§ SOURCE PASSAGE:

(begin)

Originally Posted by bamunds (Post 5804475)
Or will results only appear if new microcode is actually changed?

Yes, depending on your CPU, you might not see new ucode loaded if there are no updates for it, even if you did build a new initrd with the new microcode release.

For example this is the output when I applied the latest Intel microcode (20180108):

Code:

% sudo dmesg | grep microcode
[    0.000000] microcode: microcode updated early to revision 0x23, date = 2017-11-20
[    3.657018] microcode: sig=0x306c3, pf=0x2, revision=0x23
[    3.657198] microcode: Microcode Update Driver: v2.2.

Before that it was at 0x22. It was at 0x22 over more than few microcode updates so only if there's something applicable to your CPU, it will be updated, if not there will be no change even if you did everything properly with the initrd.

PROBLEMCHYLD 01-10-2018 09:48 AM

Quote:

Originally Posted by kjhambrick (Post 5804585)
Code:

-- Microcode update instructions --
This package contains Intel microcode files in two formats:
* microcode.dat
* intel-ucode directory

microcode.dat is in a traditional text format. It is still used in some
Linux distributions. It can be updated to the system through the old microcode
update interface which is avaialble in the kernel with
CONFIG_MICROCODE_OLD_INTERFACE=y.

To update the microcode.dat to the system, one need:
1. Ensure the existence of /dev/cpu/microcode
2. Write microcode.dat to the file, e.g.
  dd if=microcode.dat of=/dev/cpu/microcode bs=1M

intel-ucode dirctory contains binary microcode files named in
family-model-stepping pattern. The file is supported in most modern Linux
distributions. It's generally located in the /lib/firmware directory,
and can be updated throught the microcode reload interface.

To update the intel-ucode package to the system, one need:
1. Ensure the existence of /sys/devices/system/cpu/microcode/reload
2. Copy intel-ucode directory to /lib/firmware, overwrite the files in
/lib/firmware/intel-ucode/
3. Write the reload interface to 1 to reload the microcode files, e.g.
  echo 1 > /sys/devices/system/cpu/microcode/reload


Method 1

Does not work at all for me. The output listed

Code:

[root@darkstar:~] # dd if=microcode.dat of=/dev/cpu/microcode bs=1M
dd: error writing '/dev/cpu/microcode': Invalid argument
1+0 records in
0+0 records out
0 bytes copied, 0.0441653 s, 0.0 kB/s

Method 2

Does work for me, but it reverts after reboot. The output listed

Code:

[root@darkstar:~] # dmesg | grep microcode
[    1.215860] microcode: sig=0x6fd, pf=0x80, revision=0xa3
[    1.219124] microcode: Microcode Update Driver: v2.2.

(end)

§ PROVIDED RECORDS:
(begin)

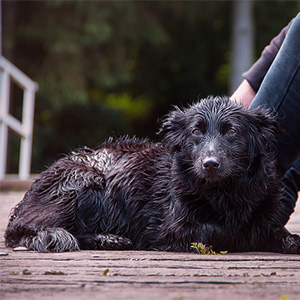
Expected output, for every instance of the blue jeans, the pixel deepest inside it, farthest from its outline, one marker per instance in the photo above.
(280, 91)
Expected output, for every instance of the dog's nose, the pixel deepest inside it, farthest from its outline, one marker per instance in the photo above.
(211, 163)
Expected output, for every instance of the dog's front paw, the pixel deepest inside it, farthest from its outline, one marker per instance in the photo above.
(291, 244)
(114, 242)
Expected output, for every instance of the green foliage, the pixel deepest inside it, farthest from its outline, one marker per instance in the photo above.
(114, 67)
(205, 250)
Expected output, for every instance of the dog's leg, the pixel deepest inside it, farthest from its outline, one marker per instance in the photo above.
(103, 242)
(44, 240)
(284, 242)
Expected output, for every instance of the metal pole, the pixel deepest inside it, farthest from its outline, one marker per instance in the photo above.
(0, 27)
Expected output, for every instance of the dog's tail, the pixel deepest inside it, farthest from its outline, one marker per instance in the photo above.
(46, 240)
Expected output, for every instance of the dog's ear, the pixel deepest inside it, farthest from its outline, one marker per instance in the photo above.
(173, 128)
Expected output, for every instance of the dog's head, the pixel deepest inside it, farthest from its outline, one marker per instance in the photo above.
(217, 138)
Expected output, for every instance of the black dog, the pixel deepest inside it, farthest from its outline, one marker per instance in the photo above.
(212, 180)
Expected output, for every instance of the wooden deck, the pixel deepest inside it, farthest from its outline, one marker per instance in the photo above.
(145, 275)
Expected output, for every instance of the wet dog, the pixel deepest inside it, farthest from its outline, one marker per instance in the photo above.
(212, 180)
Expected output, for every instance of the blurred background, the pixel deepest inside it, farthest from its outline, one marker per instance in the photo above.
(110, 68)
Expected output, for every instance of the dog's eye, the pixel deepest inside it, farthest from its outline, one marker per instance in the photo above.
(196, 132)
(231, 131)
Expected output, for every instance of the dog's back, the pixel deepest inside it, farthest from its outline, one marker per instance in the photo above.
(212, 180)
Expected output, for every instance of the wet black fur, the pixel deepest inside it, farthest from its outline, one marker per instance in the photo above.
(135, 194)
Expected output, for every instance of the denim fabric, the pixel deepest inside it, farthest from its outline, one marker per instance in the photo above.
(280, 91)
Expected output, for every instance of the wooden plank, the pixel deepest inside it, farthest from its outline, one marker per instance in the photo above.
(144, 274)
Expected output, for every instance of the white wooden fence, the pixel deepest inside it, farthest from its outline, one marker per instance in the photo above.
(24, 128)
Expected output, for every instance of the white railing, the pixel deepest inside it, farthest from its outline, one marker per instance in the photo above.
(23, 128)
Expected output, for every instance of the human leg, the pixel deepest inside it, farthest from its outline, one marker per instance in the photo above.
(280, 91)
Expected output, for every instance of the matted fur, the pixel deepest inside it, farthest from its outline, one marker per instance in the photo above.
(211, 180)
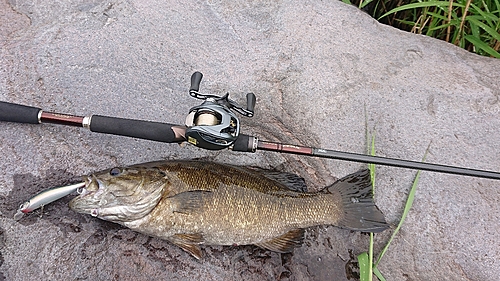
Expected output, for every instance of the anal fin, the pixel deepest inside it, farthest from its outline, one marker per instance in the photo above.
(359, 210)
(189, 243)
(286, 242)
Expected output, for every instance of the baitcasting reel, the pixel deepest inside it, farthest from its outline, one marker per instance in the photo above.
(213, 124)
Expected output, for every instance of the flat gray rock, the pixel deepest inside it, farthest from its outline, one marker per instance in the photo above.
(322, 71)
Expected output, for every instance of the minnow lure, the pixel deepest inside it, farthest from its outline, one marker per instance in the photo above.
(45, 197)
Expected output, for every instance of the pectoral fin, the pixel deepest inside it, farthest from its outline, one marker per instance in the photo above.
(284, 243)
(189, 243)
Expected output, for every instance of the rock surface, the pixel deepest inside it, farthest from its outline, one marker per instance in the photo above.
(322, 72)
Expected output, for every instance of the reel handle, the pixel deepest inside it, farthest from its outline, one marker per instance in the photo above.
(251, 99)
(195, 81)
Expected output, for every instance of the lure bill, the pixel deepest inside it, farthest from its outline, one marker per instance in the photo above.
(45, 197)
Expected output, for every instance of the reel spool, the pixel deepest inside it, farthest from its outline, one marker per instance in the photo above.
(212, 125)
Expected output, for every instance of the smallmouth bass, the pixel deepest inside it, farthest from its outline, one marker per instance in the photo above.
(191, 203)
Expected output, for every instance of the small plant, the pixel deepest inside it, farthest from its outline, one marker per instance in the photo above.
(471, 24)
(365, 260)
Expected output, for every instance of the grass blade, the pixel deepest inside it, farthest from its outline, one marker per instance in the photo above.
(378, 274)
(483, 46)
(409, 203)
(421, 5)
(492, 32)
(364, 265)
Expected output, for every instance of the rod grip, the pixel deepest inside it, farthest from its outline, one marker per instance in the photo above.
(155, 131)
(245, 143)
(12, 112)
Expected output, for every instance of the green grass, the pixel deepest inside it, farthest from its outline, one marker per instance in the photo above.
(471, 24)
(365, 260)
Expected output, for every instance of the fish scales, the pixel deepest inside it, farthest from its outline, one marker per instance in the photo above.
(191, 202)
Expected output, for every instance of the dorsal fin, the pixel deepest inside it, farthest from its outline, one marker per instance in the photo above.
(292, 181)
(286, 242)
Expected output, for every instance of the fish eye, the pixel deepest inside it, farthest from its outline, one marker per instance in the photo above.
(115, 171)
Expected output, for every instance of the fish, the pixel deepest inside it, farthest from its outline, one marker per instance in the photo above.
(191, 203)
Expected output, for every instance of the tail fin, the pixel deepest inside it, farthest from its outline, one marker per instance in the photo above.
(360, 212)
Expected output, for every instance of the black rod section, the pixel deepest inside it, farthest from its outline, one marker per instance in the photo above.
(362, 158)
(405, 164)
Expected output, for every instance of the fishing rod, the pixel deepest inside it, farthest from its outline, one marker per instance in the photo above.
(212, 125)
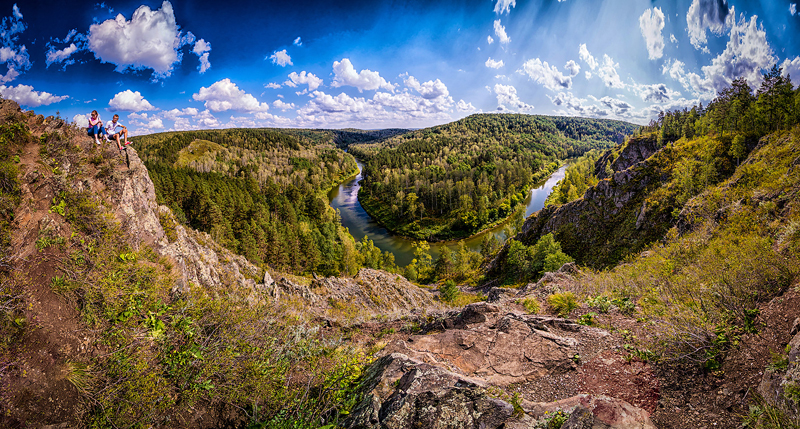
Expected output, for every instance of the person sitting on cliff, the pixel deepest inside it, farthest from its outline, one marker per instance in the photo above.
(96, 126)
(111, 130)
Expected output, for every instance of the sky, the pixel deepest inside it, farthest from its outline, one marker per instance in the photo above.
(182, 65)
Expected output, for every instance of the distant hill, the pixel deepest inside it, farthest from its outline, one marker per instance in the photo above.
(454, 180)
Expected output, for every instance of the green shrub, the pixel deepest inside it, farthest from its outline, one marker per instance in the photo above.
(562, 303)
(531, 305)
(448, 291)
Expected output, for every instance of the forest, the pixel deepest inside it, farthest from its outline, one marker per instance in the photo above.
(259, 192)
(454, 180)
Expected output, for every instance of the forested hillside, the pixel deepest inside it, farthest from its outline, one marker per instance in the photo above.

(end)

§ WRITTEN PROBLEM: Please continue the forum thread about loading Intel microcode updates on Linux, starting right after its last line.

§ SOLVED EXERCISE:
[root@darkstar:~] # echo 1 > /sys/devices/system/cpu/microcode/reload
[root@darkstar:~] # dmesg | grep microcode
[    1.215860] microcode: sig=0x6fd, pf=0x80, revision=0xa3
[    1.219124] microcode: Microcode Update Driver: v2.2.
[  184.140222] microcode: updated to revision 0xa4, date = 2010-10-02

Here is my lilo.conf, how do I make it stick?

Code:

  append="vt.default_utf8=1"
  boot=/dev/sda
  compact
  bitmap=/boot/slack.bmp
  bmp-colors=255,0,255,0,255,0
  bmp-table=60,6,1,16
  bmp-timer=65,27,0,255
  prompt
  change-rules
  reset
  vga=773
image=/dmt/live/vmlinuz
  root=/dev/sda1
  label=0.30.0
  append="boot=live config union=overlay noswap noprompt ip=frommedia live-media-path=/dmt/live bootfrom=/dev/sda1 toram=filesystem.squashfs video=SVIDEO-1:d"
  vga=788
  initrd=/dmt/live/initrd.img
image=/boot/vmlinuz-generic-smp-4.14.12-smp
  initrd=/boot/initrd_4.14.12-smp.gz
  root=/dev/sda1
  label=4.14.12
  append="resume=/dev/sda2 video=SVIDEO-1:d"
  read-only


kjhambrick 01-10-2018 11:21 AM

PROBLEMCHYLD --

I posted the releasenote only to show which processors were updated.

I suppose you can make things work following Intel's generic instructions ...

However, for Slackware users, Alexander Verbovetsky ( iucode_tool ) and Andrzej Telszewski ( intel_microcode ) have made it easy-peasy !

Download these two SlackBuilds from SBo:

1. System/iucode_tool
2. System/intel-microcode

Read the README Files !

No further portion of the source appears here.